▸ DIRECTIVE
Gather every line in the data below that contains the word "banner", and copy each of those lines unchanged.
^^^^^^^^
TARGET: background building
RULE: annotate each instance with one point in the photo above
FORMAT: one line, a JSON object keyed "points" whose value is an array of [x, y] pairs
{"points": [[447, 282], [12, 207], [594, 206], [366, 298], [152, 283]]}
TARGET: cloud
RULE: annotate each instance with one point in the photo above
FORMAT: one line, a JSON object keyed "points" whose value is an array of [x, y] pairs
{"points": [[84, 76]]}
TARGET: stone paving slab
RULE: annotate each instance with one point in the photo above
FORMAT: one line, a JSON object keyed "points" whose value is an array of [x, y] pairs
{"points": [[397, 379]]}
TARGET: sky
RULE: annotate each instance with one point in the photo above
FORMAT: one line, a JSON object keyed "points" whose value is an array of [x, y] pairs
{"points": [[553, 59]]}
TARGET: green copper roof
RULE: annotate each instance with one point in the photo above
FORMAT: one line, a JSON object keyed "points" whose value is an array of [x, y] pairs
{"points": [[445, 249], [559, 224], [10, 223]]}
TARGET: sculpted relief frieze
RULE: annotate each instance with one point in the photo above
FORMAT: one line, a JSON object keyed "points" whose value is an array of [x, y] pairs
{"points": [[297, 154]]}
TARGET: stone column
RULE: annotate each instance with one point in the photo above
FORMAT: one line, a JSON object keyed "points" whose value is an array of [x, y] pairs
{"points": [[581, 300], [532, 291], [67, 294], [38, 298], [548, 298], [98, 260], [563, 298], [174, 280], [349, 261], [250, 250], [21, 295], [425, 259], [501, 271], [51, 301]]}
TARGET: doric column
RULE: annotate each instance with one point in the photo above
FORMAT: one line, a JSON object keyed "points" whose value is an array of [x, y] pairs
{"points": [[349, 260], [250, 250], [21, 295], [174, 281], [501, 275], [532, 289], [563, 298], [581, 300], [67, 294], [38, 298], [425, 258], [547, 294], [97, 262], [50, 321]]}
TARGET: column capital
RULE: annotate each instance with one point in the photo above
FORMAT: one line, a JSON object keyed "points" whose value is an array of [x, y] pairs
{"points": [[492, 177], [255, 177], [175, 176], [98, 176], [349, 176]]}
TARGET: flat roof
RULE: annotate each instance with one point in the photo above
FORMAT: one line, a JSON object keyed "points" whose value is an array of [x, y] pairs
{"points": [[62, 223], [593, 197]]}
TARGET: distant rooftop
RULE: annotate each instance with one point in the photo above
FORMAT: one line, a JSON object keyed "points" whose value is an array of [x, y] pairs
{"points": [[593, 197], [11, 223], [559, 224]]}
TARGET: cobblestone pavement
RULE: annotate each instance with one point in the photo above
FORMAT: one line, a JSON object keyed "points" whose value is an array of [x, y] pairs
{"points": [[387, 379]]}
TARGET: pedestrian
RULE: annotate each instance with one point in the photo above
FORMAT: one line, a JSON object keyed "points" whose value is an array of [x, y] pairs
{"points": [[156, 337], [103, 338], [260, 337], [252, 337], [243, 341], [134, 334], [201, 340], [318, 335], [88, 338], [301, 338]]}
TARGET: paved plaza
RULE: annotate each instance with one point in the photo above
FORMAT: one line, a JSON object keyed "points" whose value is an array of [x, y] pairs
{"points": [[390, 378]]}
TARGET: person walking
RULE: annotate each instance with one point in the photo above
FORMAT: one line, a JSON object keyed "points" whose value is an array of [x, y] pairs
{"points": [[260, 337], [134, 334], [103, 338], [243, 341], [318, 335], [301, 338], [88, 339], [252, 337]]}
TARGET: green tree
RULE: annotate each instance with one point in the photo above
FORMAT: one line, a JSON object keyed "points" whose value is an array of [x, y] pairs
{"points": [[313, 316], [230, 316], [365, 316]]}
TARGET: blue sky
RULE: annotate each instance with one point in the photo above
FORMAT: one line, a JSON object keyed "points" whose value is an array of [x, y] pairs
^^^^^^^^
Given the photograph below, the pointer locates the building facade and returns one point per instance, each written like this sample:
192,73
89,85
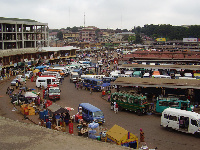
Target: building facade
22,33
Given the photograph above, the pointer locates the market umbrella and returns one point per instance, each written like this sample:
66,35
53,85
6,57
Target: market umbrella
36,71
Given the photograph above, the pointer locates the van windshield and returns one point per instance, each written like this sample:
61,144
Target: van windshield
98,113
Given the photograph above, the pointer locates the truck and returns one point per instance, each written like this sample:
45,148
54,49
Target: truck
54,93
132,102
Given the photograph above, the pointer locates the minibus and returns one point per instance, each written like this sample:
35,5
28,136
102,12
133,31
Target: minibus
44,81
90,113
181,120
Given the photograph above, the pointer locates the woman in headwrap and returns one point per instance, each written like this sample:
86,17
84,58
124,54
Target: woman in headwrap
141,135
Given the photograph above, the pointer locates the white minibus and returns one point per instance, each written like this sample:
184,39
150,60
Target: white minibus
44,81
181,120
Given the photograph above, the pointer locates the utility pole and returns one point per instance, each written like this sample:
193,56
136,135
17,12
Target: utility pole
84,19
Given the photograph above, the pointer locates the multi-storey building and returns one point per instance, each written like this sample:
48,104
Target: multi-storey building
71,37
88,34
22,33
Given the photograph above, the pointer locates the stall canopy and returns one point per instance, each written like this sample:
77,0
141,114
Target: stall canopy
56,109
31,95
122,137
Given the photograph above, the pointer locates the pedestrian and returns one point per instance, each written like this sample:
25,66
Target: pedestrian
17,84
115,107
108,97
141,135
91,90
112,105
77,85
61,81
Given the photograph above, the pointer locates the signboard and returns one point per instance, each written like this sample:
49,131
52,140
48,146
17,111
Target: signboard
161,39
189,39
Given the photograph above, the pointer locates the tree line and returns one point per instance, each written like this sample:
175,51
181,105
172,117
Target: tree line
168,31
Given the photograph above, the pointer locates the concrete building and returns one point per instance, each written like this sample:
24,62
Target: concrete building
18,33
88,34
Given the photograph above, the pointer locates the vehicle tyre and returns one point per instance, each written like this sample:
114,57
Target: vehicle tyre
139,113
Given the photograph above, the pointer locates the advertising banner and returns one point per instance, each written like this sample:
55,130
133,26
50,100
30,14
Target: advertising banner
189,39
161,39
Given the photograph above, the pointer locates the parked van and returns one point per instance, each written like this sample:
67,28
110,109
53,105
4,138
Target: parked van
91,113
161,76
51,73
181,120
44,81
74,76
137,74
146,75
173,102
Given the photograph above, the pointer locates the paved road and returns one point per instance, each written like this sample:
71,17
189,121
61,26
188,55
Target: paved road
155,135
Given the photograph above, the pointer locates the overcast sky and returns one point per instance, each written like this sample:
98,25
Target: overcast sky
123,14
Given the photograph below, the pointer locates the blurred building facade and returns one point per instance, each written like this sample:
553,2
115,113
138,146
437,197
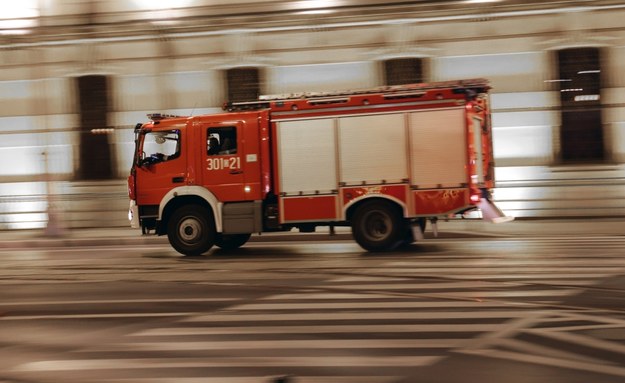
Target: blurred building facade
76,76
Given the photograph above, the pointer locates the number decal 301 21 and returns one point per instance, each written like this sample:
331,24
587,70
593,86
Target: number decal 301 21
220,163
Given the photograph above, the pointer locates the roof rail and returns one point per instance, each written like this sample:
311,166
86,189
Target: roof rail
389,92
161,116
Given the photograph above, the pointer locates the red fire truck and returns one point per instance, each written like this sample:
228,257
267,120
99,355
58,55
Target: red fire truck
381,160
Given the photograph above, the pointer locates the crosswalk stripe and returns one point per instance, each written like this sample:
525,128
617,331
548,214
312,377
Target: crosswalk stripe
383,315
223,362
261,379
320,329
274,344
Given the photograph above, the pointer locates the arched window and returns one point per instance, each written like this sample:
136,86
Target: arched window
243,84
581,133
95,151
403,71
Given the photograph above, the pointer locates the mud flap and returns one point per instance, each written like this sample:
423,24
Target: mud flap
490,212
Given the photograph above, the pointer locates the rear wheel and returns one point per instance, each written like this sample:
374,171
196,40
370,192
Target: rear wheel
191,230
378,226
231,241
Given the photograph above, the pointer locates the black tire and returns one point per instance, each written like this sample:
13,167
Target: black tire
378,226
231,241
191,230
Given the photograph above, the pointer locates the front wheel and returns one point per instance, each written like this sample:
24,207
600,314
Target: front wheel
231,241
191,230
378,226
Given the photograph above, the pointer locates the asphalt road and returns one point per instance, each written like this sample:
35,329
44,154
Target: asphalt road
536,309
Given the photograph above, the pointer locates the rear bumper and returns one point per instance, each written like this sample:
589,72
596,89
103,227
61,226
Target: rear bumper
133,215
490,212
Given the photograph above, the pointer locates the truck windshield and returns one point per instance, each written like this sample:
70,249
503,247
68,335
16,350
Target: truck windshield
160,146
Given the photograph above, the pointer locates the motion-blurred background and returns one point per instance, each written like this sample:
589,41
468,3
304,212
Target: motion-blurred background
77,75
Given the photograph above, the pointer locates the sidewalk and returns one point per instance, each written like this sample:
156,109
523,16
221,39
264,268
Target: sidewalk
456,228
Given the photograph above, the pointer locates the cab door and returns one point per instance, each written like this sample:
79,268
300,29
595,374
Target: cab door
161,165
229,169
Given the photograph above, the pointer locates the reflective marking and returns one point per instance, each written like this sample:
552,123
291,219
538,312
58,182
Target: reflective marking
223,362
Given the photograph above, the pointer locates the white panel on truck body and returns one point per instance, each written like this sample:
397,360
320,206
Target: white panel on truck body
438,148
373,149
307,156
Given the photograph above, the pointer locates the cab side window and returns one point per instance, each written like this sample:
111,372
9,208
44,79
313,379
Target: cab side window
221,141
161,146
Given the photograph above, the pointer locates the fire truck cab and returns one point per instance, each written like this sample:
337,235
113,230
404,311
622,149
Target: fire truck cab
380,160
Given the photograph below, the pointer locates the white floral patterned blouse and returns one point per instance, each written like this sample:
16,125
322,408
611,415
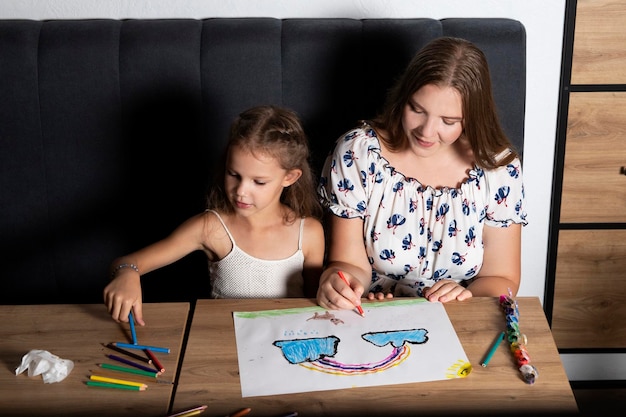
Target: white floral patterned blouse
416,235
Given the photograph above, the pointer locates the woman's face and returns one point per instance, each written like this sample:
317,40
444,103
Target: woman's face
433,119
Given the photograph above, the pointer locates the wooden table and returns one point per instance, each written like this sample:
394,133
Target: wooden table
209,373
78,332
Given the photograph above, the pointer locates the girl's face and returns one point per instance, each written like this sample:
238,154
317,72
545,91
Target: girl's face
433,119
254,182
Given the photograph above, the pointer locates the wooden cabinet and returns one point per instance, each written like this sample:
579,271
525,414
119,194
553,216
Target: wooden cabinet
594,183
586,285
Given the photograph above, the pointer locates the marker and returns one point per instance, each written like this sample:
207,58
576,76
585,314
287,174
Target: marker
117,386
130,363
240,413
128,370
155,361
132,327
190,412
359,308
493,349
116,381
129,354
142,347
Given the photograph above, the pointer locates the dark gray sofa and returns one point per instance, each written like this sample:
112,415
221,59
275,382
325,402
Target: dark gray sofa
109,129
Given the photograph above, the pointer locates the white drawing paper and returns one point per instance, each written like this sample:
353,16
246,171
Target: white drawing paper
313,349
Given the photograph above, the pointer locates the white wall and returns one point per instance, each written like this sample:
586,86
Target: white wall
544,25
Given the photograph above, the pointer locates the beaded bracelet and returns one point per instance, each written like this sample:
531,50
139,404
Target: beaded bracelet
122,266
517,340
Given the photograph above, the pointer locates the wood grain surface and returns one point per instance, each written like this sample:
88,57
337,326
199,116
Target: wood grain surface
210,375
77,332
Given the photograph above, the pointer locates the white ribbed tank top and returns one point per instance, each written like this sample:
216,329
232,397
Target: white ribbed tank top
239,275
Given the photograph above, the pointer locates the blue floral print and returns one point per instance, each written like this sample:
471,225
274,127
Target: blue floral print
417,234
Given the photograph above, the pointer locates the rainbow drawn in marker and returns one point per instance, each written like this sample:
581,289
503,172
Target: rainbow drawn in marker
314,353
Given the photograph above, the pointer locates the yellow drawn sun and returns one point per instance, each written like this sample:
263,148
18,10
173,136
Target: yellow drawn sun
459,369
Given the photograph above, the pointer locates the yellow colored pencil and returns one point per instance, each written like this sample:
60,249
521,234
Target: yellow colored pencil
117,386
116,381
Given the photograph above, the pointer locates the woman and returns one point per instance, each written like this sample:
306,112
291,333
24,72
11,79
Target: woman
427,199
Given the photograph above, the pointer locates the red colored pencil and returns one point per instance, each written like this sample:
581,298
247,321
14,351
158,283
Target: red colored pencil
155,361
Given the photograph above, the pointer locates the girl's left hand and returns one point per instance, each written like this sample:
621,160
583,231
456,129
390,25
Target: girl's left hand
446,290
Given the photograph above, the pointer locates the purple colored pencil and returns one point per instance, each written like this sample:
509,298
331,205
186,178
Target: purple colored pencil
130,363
^^^^^^^^
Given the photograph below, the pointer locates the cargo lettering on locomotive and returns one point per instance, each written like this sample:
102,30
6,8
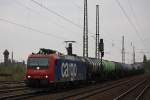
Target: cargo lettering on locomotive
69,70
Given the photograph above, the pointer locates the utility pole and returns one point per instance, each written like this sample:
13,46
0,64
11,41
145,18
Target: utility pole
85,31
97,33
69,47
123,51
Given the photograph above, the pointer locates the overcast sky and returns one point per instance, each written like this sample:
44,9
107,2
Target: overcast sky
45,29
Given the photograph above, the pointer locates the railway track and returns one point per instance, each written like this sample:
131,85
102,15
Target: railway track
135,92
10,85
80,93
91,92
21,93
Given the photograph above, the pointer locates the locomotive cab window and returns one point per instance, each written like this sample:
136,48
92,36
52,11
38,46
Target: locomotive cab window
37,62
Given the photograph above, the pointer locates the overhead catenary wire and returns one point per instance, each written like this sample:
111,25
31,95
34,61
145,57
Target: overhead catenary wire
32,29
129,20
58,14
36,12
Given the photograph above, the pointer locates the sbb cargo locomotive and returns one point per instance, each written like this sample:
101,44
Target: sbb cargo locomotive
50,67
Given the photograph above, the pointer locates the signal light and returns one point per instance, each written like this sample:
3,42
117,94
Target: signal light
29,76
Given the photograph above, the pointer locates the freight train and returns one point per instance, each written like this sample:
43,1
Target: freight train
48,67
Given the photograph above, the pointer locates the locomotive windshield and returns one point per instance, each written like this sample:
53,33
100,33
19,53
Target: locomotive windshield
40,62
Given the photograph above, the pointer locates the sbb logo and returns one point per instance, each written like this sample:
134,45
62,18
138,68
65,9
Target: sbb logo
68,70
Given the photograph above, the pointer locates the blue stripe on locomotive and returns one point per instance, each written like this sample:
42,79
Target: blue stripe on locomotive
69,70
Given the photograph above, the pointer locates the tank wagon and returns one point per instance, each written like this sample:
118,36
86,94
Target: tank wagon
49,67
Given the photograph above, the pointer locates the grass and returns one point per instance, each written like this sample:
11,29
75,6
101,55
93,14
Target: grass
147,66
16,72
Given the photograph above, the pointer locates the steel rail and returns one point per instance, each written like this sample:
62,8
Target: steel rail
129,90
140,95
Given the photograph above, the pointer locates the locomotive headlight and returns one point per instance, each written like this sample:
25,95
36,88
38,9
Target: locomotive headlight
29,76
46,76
^^^^^^^^
▸ TASK SOLUTION
Given the photograph above, the pointer locates the advertising banner and returns one point per instance, each written like this sample:
Target: advertising banner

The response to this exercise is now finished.